◆ WRITTEN TASK:
Put the material below, from its first line through the line with "<point>454,307</point>", into a numbered list, leaving out any blank lines.

◆ INPUT RECORDS:
%%
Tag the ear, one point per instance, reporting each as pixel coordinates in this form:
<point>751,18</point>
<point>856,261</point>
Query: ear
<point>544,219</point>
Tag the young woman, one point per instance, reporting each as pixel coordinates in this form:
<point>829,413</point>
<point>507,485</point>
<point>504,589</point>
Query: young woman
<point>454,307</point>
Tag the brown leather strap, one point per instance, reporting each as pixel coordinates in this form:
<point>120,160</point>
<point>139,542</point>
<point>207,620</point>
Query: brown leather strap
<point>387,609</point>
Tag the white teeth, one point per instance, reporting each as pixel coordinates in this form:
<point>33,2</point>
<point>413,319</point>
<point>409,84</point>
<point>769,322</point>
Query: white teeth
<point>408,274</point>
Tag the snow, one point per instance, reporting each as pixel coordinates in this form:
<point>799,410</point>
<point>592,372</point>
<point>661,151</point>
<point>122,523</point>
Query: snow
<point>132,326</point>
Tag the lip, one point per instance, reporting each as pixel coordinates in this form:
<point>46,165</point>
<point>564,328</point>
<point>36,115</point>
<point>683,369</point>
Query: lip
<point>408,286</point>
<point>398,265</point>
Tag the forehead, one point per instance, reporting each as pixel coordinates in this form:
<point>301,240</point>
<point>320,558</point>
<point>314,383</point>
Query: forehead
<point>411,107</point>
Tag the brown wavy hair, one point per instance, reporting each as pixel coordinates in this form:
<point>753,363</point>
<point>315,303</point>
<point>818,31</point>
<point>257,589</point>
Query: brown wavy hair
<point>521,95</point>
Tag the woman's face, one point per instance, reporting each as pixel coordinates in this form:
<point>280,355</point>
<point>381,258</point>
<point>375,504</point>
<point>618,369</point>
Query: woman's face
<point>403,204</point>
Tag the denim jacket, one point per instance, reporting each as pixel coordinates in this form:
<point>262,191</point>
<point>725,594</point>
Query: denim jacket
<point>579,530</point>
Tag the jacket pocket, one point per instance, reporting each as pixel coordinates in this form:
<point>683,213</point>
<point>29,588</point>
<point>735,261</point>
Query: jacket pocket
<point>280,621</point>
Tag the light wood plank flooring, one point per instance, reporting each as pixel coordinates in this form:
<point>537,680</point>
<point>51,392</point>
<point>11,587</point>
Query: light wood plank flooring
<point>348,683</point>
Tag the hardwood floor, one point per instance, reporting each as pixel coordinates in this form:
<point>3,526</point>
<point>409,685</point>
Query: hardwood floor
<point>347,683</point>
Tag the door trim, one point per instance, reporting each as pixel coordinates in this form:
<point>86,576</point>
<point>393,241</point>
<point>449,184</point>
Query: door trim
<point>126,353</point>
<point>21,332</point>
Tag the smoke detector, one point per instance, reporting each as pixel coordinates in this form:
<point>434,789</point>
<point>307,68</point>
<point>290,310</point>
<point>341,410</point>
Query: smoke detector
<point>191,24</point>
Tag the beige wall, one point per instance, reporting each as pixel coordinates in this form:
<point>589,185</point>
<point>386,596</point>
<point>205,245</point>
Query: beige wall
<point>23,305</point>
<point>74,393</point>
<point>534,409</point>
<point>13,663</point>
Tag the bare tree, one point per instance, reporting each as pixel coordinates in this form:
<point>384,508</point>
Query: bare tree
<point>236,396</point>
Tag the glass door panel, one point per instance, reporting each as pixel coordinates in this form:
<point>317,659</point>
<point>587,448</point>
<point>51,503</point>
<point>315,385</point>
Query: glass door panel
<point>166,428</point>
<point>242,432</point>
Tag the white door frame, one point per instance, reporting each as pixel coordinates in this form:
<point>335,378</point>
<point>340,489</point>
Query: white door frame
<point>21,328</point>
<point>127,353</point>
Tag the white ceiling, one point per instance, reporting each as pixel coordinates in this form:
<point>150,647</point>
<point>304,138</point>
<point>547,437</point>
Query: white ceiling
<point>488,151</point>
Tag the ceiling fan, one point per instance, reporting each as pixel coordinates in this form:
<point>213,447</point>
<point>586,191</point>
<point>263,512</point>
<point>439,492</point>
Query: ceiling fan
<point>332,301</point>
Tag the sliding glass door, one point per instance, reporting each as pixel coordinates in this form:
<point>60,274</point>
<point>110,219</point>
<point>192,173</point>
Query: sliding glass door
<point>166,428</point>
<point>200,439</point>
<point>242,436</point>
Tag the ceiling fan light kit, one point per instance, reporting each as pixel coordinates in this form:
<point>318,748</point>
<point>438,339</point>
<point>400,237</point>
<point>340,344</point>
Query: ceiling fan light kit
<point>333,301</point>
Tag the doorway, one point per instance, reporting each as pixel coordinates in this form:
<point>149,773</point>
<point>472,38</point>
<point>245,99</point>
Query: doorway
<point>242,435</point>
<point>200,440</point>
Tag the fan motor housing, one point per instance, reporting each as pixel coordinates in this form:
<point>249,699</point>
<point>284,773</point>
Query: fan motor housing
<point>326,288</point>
%%
◆ SOLUTION BELOW:
1. Tag the ear, one point per instance, reporting each as pixel coordinates in this form:
2. <point>751,18</point>
3. <point>856,261</point>
4. Query: ear
5. <point>544,219</point>
6. Tag the young woman, one point per instance, reporting each as pixel coordinates in this form:
7. <point>829,413</point>
8. <point>507,485</point>
9. <point>504,589</point>
10. Query: young woman
11. <point>454,307</point>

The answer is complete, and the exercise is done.